**Written instruction A**
According to the task types page below, what fields does each span in an extraction output have?

**Passage shown**

____________

Skip to content

Task Types

RuleChef supports four task types, each with a canonical output format.

Overview

Type Output Key Output Format Use Case
EXTRACTION spans List[Span] Find text spans (untyped)
NER entities List[Entity] Find typed entities with labels
CLASSIFICATION label str Classify text into categories
TRANSFORMATION Custom Dict Extract structured fields

Extraction

Extraction finds text spans without type labels. Each span has text, start, and end fields.

task = Task(
    name="Date Extraction",
    description="Extract date mentions from text",
    input_schema={"text": "str"},
    output_schema={"spans": "List[Span]"},
    type=TaskType.EXTRACTION,
)

Output format:

{
  "spans": [
    {"text": "January 2024", "start": 10, "end": 22}
  ]
}

Matching Modes

For extraction evaluation, you can choose how spans are compared:

task = Task(
    ...,
    type=TaskType.EXTRACTION,
    matching_mode="text",   # Compare by span text only (default)
    # matching_mode="exact",  # Compare by text + start/end offsets
)

NER (Named Entity Recognition)

NER extracts typed entities. Each entity has text, start, end, and type fields.

from pydantic import BaseModel
from typing import List, Literal

class Entity(BaseModel):
    text: str
    start: int
    end: int
    type: Literal["PERSON", "ORG", "LOCATION"]

class NEROutput(BaseModel):
    entities: List[Entity]

task = Task(
    name="NER",
    description="Extract named entities",
    input_schema={"text": "str"},
    output_schema=NEROutput,
    type=TaskType.NER,
)

____________

(Collection entries)

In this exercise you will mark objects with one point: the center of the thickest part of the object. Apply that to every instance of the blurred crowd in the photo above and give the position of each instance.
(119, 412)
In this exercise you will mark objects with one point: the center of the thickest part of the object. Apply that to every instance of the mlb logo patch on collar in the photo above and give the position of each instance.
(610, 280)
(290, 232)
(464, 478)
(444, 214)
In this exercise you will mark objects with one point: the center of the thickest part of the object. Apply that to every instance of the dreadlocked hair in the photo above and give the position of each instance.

____________

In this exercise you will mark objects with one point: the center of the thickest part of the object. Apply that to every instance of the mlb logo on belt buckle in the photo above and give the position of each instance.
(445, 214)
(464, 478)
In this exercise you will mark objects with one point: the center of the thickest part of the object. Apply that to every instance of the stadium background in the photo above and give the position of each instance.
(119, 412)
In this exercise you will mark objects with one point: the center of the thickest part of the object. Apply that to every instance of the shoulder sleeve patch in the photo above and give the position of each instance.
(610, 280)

____________

**Written instruction B**
Pull out every line of the rows above that contains the string "patch".

**Complete output A**
Each span has text, start, and end fields.

**Complete output B**
In this exercise you will mark objects with one point: the center of the thickest part of the object. Apply that to every instance of the mlb logo patch on collar in the photo above and give the position of each instance.
In this exercise you will mark objects with one point: the center of the thickest part of the object. Apply that to every instance of the shoulder sleeve patch in the photo above and give the position of each instance.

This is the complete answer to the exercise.